### PROBLEM
Review the listing and copy each line that holds the word "nose".

### INPUT DATA
——————

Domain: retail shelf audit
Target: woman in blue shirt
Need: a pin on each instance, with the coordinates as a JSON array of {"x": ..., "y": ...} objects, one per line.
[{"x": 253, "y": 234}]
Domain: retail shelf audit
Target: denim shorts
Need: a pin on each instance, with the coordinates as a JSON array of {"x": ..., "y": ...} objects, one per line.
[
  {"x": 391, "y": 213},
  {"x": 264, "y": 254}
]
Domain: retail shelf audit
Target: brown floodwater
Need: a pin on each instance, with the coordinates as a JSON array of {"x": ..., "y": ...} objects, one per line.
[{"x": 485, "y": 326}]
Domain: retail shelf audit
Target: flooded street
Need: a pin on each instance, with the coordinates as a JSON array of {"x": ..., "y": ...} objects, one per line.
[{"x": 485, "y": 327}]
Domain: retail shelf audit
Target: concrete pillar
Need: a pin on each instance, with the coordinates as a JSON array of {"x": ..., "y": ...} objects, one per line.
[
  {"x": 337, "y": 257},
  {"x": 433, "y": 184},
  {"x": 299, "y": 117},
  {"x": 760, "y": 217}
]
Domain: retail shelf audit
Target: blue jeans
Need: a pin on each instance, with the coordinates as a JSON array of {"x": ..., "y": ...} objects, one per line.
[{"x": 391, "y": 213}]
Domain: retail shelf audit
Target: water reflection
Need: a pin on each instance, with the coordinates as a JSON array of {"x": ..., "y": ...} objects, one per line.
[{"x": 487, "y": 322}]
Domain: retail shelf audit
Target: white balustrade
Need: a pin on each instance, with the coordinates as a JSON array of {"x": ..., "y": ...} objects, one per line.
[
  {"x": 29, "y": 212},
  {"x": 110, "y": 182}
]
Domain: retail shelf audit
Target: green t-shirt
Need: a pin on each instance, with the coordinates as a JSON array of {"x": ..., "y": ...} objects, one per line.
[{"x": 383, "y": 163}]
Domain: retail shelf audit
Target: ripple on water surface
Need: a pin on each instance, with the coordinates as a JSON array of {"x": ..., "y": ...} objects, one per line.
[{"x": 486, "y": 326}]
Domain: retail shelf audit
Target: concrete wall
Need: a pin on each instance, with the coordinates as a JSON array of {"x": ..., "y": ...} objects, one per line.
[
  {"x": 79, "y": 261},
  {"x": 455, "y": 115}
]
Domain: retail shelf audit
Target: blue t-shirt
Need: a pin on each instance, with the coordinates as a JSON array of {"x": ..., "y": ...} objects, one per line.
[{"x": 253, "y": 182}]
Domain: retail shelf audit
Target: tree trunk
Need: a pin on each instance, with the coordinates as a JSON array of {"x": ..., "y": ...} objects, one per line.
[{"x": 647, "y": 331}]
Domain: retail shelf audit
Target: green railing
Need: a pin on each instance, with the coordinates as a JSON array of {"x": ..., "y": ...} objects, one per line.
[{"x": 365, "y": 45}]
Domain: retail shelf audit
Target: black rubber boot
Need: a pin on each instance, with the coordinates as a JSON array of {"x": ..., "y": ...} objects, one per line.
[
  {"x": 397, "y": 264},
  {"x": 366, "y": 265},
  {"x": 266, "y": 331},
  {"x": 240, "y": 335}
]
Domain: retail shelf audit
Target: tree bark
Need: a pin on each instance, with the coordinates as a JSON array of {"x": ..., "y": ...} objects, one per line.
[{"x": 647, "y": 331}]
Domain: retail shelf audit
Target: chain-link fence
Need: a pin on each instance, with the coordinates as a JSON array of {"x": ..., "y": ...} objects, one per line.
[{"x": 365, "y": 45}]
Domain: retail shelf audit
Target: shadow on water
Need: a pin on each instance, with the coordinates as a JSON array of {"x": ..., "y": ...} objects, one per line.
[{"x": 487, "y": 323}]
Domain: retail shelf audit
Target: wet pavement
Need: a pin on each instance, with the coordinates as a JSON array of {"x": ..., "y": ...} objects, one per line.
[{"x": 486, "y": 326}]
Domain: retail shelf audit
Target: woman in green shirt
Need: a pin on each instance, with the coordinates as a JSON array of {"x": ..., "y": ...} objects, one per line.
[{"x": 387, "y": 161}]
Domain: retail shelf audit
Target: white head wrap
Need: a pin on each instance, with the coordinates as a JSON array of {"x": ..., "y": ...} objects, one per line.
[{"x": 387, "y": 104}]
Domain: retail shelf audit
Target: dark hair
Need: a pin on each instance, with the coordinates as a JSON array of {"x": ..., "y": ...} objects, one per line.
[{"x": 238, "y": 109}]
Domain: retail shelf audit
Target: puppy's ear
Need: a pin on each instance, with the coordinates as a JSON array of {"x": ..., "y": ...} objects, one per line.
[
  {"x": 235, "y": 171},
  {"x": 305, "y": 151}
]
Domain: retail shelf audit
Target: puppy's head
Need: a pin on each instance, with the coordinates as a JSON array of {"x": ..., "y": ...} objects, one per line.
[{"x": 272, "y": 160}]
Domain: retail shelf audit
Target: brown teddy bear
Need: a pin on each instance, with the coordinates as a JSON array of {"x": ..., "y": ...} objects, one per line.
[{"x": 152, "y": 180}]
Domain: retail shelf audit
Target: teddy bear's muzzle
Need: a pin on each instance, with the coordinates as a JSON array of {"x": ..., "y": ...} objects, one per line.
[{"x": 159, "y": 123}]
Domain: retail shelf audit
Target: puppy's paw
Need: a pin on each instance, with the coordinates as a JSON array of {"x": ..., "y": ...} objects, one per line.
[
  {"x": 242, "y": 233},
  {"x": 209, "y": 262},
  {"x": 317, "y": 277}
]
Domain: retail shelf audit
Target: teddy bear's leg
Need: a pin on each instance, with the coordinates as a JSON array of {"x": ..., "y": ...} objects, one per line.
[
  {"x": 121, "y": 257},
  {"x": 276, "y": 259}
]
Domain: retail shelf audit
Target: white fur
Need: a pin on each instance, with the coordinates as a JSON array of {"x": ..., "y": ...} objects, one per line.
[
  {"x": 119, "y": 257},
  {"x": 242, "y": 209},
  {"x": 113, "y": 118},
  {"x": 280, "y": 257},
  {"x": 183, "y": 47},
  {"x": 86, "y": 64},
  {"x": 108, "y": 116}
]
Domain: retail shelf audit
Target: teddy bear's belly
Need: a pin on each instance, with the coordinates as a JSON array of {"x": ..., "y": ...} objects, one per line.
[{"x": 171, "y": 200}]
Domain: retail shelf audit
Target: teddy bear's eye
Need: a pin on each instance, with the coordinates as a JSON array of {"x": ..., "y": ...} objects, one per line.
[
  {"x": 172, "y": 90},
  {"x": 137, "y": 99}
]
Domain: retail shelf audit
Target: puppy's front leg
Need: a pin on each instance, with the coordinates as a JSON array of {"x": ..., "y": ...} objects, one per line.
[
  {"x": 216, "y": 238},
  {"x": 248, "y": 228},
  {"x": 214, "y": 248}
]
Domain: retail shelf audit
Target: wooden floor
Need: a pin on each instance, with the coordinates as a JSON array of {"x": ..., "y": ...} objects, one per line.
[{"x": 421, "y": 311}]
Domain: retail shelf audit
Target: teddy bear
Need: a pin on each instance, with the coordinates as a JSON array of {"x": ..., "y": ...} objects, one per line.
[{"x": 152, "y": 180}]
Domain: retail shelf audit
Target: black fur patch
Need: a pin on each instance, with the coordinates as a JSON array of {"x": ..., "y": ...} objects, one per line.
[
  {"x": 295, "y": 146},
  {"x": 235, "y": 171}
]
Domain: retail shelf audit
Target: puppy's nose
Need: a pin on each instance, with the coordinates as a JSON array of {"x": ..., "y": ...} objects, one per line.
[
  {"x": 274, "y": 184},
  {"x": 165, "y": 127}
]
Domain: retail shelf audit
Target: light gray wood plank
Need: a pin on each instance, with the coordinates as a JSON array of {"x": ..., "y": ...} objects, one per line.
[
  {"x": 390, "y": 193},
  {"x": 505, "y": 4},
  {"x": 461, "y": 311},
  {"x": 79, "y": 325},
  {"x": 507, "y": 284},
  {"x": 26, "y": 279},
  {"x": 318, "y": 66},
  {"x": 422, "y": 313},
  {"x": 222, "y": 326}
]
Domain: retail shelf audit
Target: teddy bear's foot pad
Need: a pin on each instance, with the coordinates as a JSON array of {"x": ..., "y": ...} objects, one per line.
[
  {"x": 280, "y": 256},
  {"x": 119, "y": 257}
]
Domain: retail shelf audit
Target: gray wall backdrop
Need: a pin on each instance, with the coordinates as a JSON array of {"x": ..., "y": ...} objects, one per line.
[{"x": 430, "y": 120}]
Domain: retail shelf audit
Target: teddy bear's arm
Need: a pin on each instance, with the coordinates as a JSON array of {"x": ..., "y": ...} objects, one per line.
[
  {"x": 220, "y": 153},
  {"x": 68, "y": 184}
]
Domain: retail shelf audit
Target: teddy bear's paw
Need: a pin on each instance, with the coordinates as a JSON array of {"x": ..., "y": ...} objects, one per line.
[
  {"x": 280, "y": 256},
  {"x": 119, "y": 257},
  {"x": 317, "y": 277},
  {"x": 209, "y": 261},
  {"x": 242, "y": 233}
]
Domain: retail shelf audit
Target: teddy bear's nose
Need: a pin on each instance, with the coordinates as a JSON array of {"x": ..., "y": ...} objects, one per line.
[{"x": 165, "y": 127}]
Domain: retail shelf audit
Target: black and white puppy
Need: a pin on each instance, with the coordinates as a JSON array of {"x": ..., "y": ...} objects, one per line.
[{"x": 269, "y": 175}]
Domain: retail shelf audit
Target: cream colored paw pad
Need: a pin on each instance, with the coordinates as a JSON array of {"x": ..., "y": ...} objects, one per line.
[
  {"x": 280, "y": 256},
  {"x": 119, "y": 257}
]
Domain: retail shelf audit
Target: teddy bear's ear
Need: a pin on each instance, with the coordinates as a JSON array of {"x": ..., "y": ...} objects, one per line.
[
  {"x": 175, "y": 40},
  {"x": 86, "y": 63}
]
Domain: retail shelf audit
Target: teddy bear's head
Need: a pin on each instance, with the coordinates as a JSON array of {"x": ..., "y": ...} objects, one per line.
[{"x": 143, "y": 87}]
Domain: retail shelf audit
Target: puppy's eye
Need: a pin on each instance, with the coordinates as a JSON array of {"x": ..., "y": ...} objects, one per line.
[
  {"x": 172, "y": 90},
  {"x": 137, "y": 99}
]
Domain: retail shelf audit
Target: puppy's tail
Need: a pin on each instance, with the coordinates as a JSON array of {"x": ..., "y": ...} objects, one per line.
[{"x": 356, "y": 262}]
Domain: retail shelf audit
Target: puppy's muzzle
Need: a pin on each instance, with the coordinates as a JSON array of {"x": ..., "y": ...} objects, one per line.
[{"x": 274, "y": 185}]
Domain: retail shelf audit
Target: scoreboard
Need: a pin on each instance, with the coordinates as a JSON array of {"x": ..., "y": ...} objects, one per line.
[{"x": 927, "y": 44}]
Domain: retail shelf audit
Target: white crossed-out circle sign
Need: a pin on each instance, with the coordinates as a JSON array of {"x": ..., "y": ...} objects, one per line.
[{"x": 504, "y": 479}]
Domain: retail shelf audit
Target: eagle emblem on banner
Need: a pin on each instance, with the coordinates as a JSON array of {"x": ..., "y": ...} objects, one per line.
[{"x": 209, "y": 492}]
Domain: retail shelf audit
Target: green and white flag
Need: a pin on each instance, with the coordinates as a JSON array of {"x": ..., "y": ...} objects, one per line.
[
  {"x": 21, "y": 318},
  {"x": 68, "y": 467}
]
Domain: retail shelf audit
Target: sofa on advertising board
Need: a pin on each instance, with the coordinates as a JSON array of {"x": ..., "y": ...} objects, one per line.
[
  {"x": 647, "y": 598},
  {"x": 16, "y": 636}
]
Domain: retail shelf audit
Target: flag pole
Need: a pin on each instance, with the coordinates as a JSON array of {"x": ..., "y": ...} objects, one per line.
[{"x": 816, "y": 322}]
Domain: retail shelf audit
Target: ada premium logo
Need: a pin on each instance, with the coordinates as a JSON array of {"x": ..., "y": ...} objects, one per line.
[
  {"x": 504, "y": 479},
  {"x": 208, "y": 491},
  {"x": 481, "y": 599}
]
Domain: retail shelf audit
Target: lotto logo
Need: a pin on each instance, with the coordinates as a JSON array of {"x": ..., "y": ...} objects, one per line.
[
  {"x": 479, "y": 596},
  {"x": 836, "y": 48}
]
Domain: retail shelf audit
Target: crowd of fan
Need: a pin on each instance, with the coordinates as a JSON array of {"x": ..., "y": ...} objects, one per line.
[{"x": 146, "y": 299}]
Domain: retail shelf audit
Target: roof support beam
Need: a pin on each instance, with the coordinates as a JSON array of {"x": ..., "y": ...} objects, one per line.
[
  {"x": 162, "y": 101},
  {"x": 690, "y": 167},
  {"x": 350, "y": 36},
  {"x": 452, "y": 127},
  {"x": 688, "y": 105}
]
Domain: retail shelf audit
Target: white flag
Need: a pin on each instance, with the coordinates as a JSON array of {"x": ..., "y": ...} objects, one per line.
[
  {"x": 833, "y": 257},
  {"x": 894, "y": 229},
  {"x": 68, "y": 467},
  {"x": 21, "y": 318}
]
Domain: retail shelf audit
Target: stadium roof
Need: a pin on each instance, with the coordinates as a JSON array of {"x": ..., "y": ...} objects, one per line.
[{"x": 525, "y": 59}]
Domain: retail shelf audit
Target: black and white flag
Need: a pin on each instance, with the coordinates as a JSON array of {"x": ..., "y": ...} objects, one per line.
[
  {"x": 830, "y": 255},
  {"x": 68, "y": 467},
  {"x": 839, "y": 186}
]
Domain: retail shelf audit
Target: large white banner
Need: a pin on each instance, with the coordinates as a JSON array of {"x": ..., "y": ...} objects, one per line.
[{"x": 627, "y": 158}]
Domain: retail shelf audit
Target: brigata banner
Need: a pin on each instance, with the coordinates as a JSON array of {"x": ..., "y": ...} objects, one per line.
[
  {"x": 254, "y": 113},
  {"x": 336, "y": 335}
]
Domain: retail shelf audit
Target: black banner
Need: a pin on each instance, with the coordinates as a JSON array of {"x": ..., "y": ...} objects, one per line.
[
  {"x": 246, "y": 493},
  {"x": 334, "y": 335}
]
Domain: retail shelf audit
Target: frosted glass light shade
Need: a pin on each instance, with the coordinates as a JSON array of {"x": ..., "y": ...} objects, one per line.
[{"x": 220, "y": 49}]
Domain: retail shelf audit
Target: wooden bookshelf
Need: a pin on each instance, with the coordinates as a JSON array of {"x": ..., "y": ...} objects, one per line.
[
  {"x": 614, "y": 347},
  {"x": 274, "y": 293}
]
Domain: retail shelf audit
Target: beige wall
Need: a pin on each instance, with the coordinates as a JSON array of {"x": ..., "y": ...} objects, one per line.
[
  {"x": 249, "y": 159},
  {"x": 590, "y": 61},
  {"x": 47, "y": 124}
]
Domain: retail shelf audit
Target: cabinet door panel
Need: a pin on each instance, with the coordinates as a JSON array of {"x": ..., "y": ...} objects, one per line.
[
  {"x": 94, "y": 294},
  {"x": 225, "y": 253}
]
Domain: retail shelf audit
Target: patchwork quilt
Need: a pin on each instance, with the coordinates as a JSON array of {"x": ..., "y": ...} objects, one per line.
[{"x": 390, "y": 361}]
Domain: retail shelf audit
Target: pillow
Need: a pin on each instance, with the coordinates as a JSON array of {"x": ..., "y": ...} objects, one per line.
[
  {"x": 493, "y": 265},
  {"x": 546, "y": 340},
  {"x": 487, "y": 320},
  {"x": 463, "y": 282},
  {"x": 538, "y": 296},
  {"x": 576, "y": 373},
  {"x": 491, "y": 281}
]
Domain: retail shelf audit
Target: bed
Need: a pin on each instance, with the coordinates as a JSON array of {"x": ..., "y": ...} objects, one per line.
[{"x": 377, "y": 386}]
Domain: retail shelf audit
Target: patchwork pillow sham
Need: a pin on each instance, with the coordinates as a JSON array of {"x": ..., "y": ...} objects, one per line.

——————

### YOUR RESPONSE
Target: puppy's nose
Target: teddy bear's nose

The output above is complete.